-- BEGIN EXCERPT PROVIDED --
An exclusive miniature painting society, its members share a painting ritual and credo, which asserts that an artist should be able "to enjoy two of the three greatest pleasures in life while sitting on a bar stool or at a dimly lit cocktail table." It began in Akron, Ohio in the late 1950s with artist Joe Ferriot, who traveled for a plastics firm and wanted to paint 'on the road'. For portability, he devised a small cigar box palette and carrying method for watercolor paper, 4 inches by 5 inches. At the end of the day, he would go to a local bar, paint and drink whiskey. His paintings became sought after, and cohorts, mostly members of the Akron Society of Painters, joined in the fun. Fourteen of them formalized into an Association in 1962, and Ferriot served as President for 10 years. The official group is limited by charter to 150 members who, in turn, have to be sponsored by an active member. For exhibition entries, the size of the work can be no larger than 4 X 5 inches and was begun with the ritual of dipping a brush into watercolor and then dipping the brush into alcoholic spirits from which the artist then takes a sip. WPA sponsors two yearly exhibitions, one in Cuyahoga Falls, Ohio, and the other in Augusta, Georgia. Members also have nation-wide shows in museums and galleries. Members included Arnold Boedeker, Louis Mong, Jack Mulhollen and Tony Cross. Source: Whiskey Painters of America, http://www.whiskeypaintersofamerica.org/

Whiskey Painting

A miniature watercolor painting, 4 inches by 5 inches, it must be created by a bona-fide member of the Whiskey Painters of America. (See Glossary)
-- END EXCERPT PROVIDED --
-- BEGIN MATERIAL SUPPLIED --
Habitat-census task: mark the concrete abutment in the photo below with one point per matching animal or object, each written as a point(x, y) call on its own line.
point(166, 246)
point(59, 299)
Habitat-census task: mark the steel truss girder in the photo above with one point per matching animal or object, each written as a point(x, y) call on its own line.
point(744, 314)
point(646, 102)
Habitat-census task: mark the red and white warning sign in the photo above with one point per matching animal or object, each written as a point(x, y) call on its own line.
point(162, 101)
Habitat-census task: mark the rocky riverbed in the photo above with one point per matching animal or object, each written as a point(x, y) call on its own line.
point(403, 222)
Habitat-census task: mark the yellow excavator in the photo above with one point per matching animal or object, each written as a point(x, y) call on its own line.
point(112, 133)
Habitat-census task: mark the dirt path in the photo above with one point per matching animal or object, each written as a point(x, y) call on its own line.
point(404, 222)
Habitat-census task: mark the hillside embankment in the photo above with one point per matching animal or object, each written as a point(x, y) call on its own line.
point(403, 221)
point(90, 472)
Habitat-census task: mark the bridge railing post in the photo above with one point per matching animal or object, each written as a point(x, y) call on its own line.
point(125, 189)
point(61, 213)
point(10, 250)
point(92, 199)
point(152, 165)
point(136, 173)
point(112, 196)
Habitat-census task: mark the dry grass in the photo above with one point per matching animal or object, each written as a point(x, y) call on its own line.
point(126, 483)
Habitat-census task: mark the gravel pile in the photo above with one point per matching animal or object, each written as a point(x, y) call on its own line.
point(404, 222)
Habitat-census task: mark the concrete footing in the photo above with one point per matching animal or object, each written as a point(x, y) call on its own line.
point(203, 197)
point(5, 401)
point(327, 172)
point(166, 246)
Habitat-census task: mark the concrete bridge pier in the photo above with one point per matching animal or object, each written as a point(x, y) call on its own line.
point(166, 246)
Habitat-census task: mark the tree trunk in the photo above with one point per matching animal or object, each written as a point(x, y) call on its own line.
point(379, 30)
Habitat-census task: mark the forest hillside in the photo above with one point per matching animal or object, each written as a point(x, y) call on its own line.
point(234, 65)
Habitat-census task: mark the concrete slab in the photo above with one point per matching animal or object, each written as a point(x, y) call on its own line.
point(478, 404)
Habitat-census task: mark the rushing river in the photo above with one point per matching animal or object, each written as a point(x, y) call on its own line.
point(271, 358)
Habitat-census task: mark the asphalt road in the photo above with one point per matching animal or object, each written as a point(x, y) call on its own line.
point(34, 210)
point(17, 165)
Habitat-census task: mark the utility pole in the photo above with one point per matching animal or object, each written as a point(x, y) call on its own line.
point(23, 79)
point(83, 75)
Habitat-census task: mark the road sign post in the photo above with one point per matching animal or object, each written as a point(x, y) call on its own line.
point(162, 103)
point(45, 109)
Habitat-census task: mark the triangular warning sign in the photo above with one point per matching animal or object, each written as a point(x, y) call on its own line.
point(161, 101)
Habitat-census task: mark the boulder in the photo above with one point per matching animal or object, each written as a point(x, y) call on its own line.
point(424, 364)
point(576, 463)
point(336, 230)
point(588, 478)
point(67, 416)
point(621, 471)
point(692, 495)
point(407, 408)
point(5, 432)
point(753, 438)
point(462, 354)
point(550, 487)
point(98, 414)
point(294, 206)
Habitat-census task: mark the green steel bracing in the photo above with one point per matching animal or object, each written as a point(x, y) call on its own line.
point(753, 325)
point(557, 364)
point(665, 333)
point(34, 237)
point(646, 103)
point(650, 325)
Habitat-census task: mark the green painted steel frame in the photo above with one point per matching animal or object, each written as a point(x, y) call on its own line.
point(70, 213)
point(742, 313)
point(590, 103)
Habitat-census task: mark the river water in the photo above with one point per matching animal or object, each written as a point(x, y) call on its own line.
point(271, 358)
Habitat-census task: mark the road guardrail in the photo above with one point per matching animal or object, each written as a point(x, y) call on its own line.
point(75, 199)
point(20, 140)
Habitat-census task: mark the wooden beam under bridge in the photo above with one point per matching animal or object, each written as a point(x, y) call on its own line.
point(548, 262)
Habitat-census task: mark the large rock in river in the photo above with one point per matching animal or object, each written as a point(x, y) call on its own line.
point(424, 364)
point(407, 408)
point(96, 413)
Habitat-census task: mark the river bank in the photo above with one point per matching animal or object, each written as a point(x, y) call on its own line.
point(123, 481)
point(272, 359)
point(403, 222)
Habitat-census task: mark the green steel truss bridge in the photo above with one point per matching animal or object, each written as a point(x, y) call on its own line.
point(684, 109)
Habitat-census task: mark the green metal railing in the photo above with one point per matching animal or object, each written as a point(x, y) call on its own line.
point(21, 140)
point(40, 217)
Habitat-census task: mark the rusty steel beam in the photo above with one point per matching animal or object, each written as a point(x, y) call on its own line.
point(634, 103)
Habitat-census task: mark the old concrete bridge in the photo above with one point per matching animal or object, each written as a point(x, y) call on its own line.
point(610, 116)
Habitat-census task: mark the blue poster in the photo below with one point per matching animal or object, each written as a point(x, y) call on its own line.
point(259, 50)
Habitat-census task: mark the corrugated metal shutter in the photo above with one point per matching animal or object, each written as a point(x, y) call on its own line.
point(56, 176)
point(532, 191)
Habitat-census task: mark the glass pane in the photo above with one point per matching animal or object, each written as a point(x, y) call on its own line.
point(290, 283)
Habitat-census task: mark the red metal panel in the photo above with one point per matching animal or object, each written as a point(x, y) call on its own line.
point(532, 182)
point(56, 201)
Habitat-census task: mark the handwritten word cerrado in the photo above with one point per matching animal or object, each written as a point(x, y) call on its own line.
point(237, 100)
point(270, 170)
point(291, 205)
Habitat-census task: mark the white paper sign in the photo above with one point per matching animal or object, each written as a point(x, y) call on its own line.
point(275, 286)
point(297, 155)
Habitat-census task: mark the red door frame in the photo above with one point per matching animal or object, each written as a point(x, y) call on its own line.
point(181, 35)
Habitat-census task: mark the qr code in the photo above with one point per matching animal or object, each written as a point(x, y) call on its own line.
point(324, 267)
-- END MATERIAL SUPPLIED --
**EXERCISE DIRECTIONS:**
According to the text on the whiskey painting society, how many members does the charter limit the official group to?

**REPLY:**
150 members.